## WHAT IS NEEDED
Copy the stretch from the start of the listing through the line containing "<point>131,522</point>", including the requests. Shift every x and y coordinate in the answer points by -149, and leave the coordinates in the requests and their sample points unchanged.

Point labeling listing
** begin **
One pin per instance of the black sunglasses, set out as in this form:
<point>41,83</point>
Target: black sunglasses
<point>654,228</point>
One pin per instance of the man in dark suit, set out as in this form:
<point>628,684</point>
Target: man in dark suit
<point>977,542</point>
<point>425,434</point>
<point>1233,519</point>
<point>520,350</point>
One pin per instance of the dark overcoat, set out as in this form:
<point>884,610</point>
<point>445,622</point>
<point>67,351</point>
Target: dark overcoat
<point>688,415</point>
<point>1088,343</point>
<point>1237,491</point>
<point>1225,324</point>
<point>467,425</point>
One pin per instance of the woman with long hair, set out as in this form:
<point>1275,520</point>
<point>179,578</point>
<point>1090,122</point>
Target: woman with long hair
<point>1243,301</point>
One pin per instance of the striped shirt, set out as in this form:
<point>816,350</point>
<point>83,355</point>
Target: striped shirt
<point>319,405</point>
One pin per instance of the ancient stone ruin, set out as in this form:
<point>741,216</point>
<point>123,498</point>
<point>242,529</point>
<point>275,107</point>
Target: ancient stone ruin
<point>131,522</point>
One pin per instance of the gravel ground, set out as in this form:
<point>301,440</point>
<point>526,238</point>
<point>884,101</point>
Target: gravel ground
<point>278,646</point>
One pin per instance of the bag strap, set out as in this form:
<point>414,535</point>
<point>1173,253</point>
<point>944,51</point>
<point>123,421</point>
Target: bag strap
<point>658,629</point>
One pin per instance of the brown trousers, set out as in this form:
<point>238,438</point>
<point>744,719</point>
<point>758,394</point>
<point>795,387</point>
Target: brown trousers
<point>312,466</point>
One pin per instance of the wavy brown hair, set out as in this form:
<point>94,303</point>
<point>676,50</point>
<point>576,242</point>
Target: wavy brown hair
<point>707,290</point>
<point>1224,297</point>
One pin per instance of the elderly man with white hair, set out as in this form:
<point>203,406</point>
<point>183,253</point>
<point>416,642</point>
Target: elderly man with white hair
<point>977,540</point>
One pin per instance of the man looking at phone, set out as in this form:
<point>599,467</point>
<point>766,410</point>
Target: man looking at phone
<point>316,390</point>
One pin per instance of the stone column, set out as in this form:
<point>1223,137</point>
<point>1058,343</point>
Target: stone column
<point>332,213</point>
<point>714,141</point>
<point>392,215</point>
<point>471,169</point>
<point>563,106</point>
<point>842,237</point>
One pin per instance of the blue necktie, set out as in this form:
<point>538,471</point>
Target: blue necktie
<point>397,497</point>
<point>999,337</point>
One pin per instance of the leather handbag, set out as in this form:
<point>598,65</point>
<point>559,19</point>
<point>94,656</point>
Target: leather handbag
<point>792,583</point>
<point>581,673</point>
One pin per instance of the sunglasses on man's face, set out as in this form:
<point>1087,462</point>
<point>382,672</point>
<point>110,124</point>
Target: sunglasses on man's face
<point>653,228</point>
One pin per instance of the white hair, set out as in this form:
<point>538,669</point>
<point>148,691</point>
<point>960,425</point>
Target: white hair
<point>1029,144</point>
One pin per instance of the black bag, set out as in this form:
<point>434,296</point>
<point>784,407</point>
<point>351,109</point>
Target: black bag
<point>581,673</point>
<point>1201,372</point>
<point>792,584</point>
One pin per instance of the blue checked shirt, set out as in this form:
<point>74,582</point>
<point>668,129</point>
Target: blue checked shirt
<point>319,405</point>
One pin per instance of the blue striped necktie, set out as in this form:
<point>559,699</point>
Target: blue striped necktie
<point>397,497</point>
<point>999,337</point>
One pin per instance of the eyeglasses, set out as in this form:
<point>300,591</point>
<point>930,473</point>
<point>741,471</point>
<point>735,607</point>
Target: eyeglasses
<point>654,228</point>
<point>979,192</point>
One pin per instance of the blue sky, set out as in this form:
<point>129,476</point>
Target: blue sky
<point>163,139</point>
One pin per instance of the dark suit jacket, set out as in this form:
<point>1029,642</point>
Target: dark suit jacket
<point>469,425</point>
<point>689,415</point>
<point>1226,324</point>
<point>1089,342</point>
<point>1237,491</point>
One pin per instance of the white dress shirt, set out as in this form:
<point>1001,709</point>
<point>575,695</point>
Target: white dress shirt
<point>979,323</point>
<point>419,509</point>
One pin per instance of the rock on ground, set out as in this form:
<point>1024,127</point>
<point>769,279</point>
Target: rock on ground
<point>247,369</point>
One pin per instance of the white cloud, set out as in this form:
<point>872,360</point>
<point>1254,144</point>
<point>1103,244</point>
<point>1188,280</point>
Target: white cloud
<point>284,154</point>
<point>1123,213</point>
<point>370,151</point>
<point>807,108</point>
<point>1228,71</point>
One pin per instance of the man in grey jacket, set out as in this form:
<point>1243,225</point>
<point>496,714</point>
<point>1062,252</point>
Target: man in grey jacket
** end **
## OUTPUT FOR THIS TASK
One pin per instance of the black sunglasses, set out as in this form:
<point>41,83</point>
Target: black sunglasses
<point>505,79</point>
One pin per instance of the man in dark suit, set out as in this form:
<point>628,684</point>
Target: man in dark suit
<point>828,393</point>
<point>276,285</point>
<point>1084,370</point>
<point>371,201</point>
One pin per instance of the dark overcoat, set out as in this form:
<point>884,610</point>
<point>445,622</point>
<point>67,351</point>
Target: dark overcoat
<point>539,266</point>
<point>939,194</point>
<point>1088,342</point>
<point>1076,175</point>
<point>318,276</point>
One pin per instance of the woman with long hair, set out as in this form:
<point>1275,520</point>
<point>179,578</point>
<point>1090,122</point>
Target: woman with long hair
<point>1094,152</point>
One pin per instance of the striped shirt, set out as in this form:
<point>816,350</point>
<point>83,355</point>
Target: striped shirt
<point>170,256</point>
One pin per instance of the ancient stone ruin, set out as in this form:
<point>741,216</point>
<point>123,498</point>
<point>242,529</point>
<point>275,107</point>
Target: ancient stone ruin
<point>-18,373</point>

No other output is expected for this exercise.